Transcribe the whole listing below without changing a word, but leave out every image.

### Saved data entries
#####

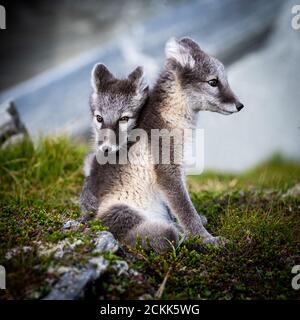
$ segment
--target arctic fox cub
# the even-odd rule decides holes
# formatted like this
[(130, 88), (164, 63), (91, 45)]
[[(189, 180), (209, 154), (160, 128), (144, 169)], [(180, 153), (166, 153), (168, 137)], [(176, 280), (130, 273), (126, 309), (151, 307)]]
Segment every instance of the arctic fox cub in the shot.
[[(232, 114), (243, 108), (229, 87), (222, 63), (202, 51), (196, 42), (189, 38), (171, 39), (165, 52), (164, 70), (147, 101), (141, 69), (133, 76), (132, 90), (127, 86), (124, 90), (122, 80), (115, 79), (103, 65), (94, 68), (91, 96), (94, 126), (101, 124), (103, 128), (116, 123), (117, 117), (119, 122), (125, 117), (128, 130), (137, 126), (146, 134), (130, 145), (132, 159), (142, 160), (140, 165), (130, 161), (99, 164), (92, 155), (81, 195), (82, 206), (94, 208), (117, 239), (128, 245), (135, 245), (139, 239), (145, 248), (150, 246), (157, 252), (168, 250), (170, 242), (176, 245), (182, 231), (202, 237), (204, 243), (217, 243), (220, 238), (205, 229), (205, 218), (190, 200), (183, 165), (172, 161), (175, 144), (170, 144), (170, 163), (153, 161), (151, 132), (192, 129), (202, 110)], [(133, 110), (123, 114), (129, 106)], [(97, 140), (96, 135), (96, 144), (104, 148), (103, 152), (121, 150), (120, 142), (102, 140)]]

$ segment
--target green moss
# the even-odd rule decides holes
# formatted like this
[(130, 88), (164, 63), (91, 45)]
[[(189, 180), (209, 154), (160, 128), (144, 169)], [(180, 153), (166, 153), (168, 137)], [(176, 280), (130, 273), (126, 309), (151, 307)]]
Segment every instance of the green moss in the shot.
[[(0, 150), (0, 264), (6, 267), (4, 298), (30, 298), (47, 292), (49, 268), (84, 264), (92, 254), (93, 233), (105, 230), (98, 220), (76, 229), (63, 224), (81, 215), (78, 196), (83, 182), (86, 145), (65, 138), (41, 139)], [(189, 178), (189, 190), (207, 228), (227, 239), (222, 248), (201, 239), (182, 242), (159, 256), (141, 248), (105, 254), (111, 266), (125, 258), (137, 273), (118, 275), (113, 267), (88, 297), (135, 299), (288, 299), (291, 269), (300, 264), (300, 197), (283, 197), (299, 183), (300, 165), (274, 156), (241, 174), (205, 172)], [(41, 244), (80, 239), (62, 259), (40, 256)], [(30, 251), (23, 247), (30, 247)], [(21, 248), (11, 259), (5, 255)], [(125, 250), (126, 249), (126, 250)], [(49, 282), (50, 281), (50, 282)]]

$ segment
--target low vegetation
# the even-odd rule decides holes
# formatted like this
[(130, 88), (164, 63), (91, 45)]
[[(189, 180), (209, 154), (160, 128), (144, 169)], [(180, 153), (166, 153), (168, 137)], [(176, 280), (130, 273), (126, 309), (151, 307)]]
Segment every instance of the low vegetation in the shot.
[[(63, 268), (92, 255), (92, 235), (104, 228), (78, 206), (86, 151), (65, 138), (0, 151), (0, 265), (7, 273), (0, 298), (41, 298)], [(120, 248), (105, 255), (111, 267), (86, 298), (299, 298), (291, 287), (291, 269), (300, 264), (300, 196), (291, 190), (299, 182), (300, 164), (280, 156), (241, 174), (190, 177), (194, 205), (209, 231), (227, 239), (225, 247), (193, 238), (163, 256)], [(70, 220), (79, 223), (69, 228)], [(73, 249), (62, 254), (52, 250), (68, 245)], [(116, 272), (117, 259), (134, 272)]]

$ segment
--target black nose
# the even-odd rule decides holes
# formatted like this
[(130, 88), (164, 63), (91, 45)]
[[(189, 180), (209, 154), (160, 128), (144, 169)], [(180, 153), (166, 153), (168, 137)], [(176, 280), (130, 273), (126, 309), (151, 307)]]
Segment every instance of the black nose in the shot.
[(244, 108), (244, 105), (242, 103), (238, 102), (236, 104), (236, 108), (237, 108), (238, 111), (241, 111)]

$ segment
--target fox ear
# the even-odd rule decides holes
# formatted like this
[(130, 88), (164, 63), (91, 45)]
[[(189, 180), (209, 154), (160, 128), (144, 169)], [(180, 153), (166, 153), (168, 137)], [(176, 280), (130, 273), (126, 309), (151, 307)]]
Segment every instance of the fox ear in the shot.
[(139, 66), (133, 70), (129, 74), (128, 79), (136, 86), (137, 94), (142, 96), (148, 94), (149, 86), (145, 82), (144, 69), (142, 67)]
[(193, 68), (195, 60), (192, 57), (189, 48), (180, 43), (177, 39), (171, 38), (167, 41), (165, 47), (167, 59), (173, 59), (178, 62), (182, 67)]
[(91, 85), (95, 92), (99, 91), (101, 85), (114, 79), (113, 74), (102, 63), (97, 63), (91, 73)]

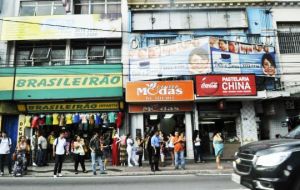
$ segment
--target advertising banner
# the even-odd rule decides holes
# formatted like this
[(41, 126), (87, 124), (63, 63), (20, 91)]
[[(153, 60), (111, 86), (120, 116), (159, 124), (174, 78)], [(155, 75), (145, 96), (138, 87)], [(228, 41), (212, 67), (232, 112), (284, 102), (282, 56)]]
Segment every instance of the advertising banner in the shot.
[(211, 72), (209, 38), (131, 50), (130, 81)]
[(129, 113), (185, 112), (193, 111), (193, 103), (129, 105), (128, 110)]
[(193, 101), (193, 81), (139, 81), (126, 85), (127, 102)]
[(278, 77), (272, 46), (226, 41), (214, 37), (132, 49), (129, 80), (198, 74), (255, 74)]
[(121, 38), (121, 18), (100, 15), (5, 17), (1, 40)]
[(77, 102), (27, 104), (26, 110), (34, 112), (82, 112), (96, 110), (119, 110), (119, 102)]
[[(122, 65), (19, 67), (1, 75), (1, 100), (122, 97)], [(12, 95), (13, 94), (13, 95)]]
[(198, 75), (197, 96), (256, 96), (255, 75)]
[(248, 74), (276, 77), (279, 74), (275, 49), (272, 46), (254, 45), (210, 38), (213, 73)]

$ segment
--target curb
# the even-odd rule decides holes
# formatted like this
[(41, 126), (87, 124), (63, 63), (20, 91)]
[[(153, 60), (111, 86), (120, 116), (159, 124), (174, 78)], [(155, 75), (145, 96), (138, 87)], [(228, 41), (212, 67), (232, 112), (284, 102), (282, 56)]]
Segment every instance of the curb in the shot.
[[(224, 169), (220, 170), (180, 170), (180, 171), (159, 171), (159, 172), (151, 172), (151, 171), (139, 171), (139, 172), (118, 172), (118, 173), (110, 173), (101, 175), (97, 174), (96, 176), (92, 175), (92, 172), (88, 174), (74, 174), (74, 173), (64, 173), (63, 177), (80, 177), (80, 178), (90, 178), (90, 177), (123, 177), (123, 176), (169, 176), (169, 175), (230, 175), (233, 173), (232, 169)], [(24, 177), (52, 177), (53, 174), (47, 173), (42, 175), (36, 174), (27, 174)]]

#####

### Written response
$ segment
--target arctic fox cub
# the even-odd rule decides holes
# formatted like this
[(130, 88), (164, 63), (91, 45)]
[[(189, 180), (209, 154), (160, 128), (144, 169)], [(180, 153), (166, 153), (168, 137)], [(176, 280), (130, 273), (126, 309), (151, 307)]]
Segment every instance of the arctic fox cub in the shot.
[[(232, 114), (243, 108), (229, 87), (222, 63), (202, 51), (196, 42), (189, 38), (171, 39), (165, 52), (164, 70), (147, 101), (141, 69), (133, 76), (132, 90), (127, 86), (124, 90), (122, 80), (115, 79), (103, 65), (94, 68), (91, 96), (94, 126), (101, 124), (103, 128), (116, 123), (117, 117), (119, 122), (125, 117), (128, 130), (137, 126), (146, 134), (130, 145), (132, 159), (142, 160), (140, 165), (130, 161), (99, 164), (92, 155), (81, 195), (82, 206), (94, 208), (117, 239), (128, 245), (135, 245), (139, 239), (145, 248), (150, 246), (157, 252), (168, 250), (170, 242), (176, 245), (182, 231), (202, 237), (204, 243), (217, 243), (220, 238), (205, 229), (205, 218), (190, 200), (183, 165), (172, 161), (175, 144), (170, 144), (170, 163), (153, 161), (151, 132), (192, 129), (202, 110)], [(133, 110), (123, 114), (129, 106)], [(97, 140), (96, 135), (96, 144), (104, 148), (103, 152), (121, 150), (120, 142), (102, 140)]]

$ segment
--target green moss
# the even-odd rule decides holes
# formatted like this
[(130, 88), (164, 63), (91, 45)]
[[(189, 180), (209, 154), (160, 128), (144, 169)], [(180, 153), (166, 153), (168, 137)], [(176, 280), (130, 273), (126, 309), (151, 307)]]
Segment every instance of the green moss in the shot.
[[(0, 150), (0, 264), (6, 267), (4, 298), (30, 298), (47, 292), (49, 268), (84, 264), (92, 254), (93, 233), (105, 230), (98, 220), (76, 229), (63, 224), (81, 215), (78, 196), (83, 182), (86, 145), (65, 138), (41, 139)], [(189, 178), (189, 190), (207, 228), (227, 239), (222, 248), (201, 239), (182, 242), (159, 256), (141, 248), (105, 254), (111, 266), (125, 258), (137, 273), (118, 275), (113, 267), (88, 297), (135, 299), (288, 299), (291, 269), (300, 264), (300, 197), (283, 197), (299, 183), (300, 165), (274, 156), (241, 174), (205, 172)], [(41, 244), (80, 239), (62, 259), (40, 256)], [(30, 251), (23, 247), (30, 247)], [(21, 248), (11, 259), (5, 255)], [(125, 250), (126, 249), (126, 250)], [(49, 282), (50, 281), (50, 282)]]

$ segment
--target low vegetation
# the even-odd rule decides holes
# formatted like this
[(130, 88), (164, 63), (91, 45)]
[[(189, 180), (209, 154), (160, 128), (144, 169)], [(180, 153), (166, 153), (168, 137)], [(176, 280), (130, 273), (126, 309), (151, 307)]]
Segment every instance of the low vegetation in the shot.
[[(63, 268), (92, 255), (92, 235), (104, 228), (78, 206), (86, 151), (65, 138), (0, 151), (0, 265), (7, 273), (0, 298), (41, 298)], [(120, 248), (105, 255), (111, 267), (86, 298), (299, 298), (291, 287), (291, 269), (300, 264), (300, 196), (291, 190), (299, 182), (300, 164), (280, 156), (241, 174), (190, 177), (194, 205), (209, 231), (227, 239), (225, 247), (193, 238), (163, 256)], [(70, 220), (79, 223), (69, 228)], [(73, 249), (62, 254), (52, 250), (68, 245)], [(116, 272), (117, 259), (134, 272)]]

$ segment
--target black nose
# the even-odd rule decides holes
# formatted like this
[(130, 88), (164, 63), (91, 45)]
[[(189, 180), (209, 154), (160, 128), (144, 169)], [(180, 153), (166, 153), (168, 137)], [(176, 280), (130, 273), (126, 309), (151, 307)]]
Segment every instance of the black nose in the shot.
[(244, 108), (244, 105), (242, 103), (238, 102), (236, 104), (236, 108), (237, 108), (238, 111), (241, 111)]

$ segment
--target fox ear
# the even-odd rule decides holes
# formatted like this
[(130, 88), (164, 63), (91, 45)]
[[(189, 180), (209, 154), (160, 128), (144, 169)], [(180, 153), (166, 153), (168, 137)], [(176, 280), (130, 273), (126, 309), (151, 307)]]
Segment every instance of the fox ear in the shot.
[(139, 66), (133, 70), (129, 74), (128, 79), (136, 86), (137, 94), (142, 96), (148, 94), (149, 86), (145, 82), (144, 69), (142, 67)]
[(193, 68), (195, 60), (192, 57), (189, 48), (180, 43), (177, 39), (171, 38), (167, 41), (165, 47), (167, 59), (173, 59), (178, 62), (182, 67)]
[(91, 85), (95, 92), (99, 91), (101, 85), (114, 79), (113, 74), (102, 63), (97, 63), (91, 73)]

$ segment
--target advertising banner
# the even-odd rule decides holes
# formatted like this
[(41, 126), (87, 124), (63, 63), (20, 91)]
[[(153, 60), (111, 86), (120, 116), (159, 124), (174, 78)], [(155, 75), (145, 96), (138, 87)], [(228, 41), (212, 67), (232, 112), (284, 102), (282, 56)]]
Segment every instance of the advertising banner in the shot.
[(211, 72), (209, 38), (131, 50), (130, 81)]
[(129, 113), (185, 112), (193, 111), (193, 103), (129, 105), (128, 110)]
[(193, 101), (193, 81), (139, 81), (126, 85), (127, 102)]
[(278, 77), (272, 46), (226, 41), (214, 37), (132, 49), (129, 80), (198, 74), (255, 74)]
[(121, 38), (121, 18), (100, 15), (5, 17), (1, 40)]
[(77, 102), (27, 104), (26, 110), (34, 112), (82, 112), (96, 110), (119, 110), (119, 102)]
[[(122, 65), (19, 67), (1, 75), (1, 100), (122, 97)], [(12, 95), (13, 94), (13, 95)]]
[(198, 75), (197, 96), (256, 96), (255, 75)]
[(248, 74), (276, 77), (279, 74), (275, 49), (272, 46), (254, 45), (210, 38), (213, 73)]

$ segment
--target curb
# the even-odd rule decides holes
# formatted like this
[(41, 126), (87, 124), (63, 63), (20, 91)]
[[(153, 60), (111, 86), (120, 116), (159, 124), (174, 78)], [(155, 75), (145, 96), (138, 87)], [(228, 41), (212, 67), (232, 112), (284, 102), (282, 56)]]
Segment every instance of the curb in the shot.
[[(224, 169), (220, 170), (180, 170), (180, 171), (159, 171), (159, 172), (151, 172), (151, 171), (139, 171), (139, 172), (118, 172), (118, 173), (110, 173), (101, 175), (97, 174), (96, 176), (92, 175), (92, 172), (88, 174), (74, 174), (74, 173), (64, 173), (63, 177), (80, 177), (80, 178), (90, 178), (90, 177), (123, 177), (123, 176), (169, 176), (169, 175), (230, 175), (233, 173), (232, 169)], [(24, 177), (52, 177), (53, 174), (47, 173), (42, 175), (36, 174), (27, 174)]]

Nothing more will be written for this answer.